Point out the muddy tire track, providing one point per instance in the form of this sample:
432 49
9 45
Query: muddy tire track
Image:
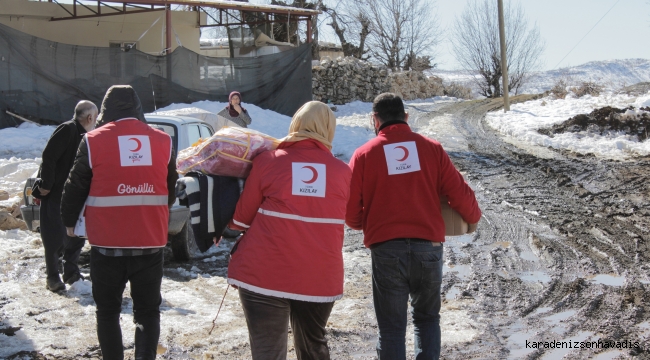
580 215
++++++
**Assignment:** If pictures are present, they are dropped, and the entries above are written out word for word.

**Finished exercise:**
Point out the muddy tire track, providing one point per instance in the form of this sample:
432 49
9 45
Query: muddy tire track
Image:
580 215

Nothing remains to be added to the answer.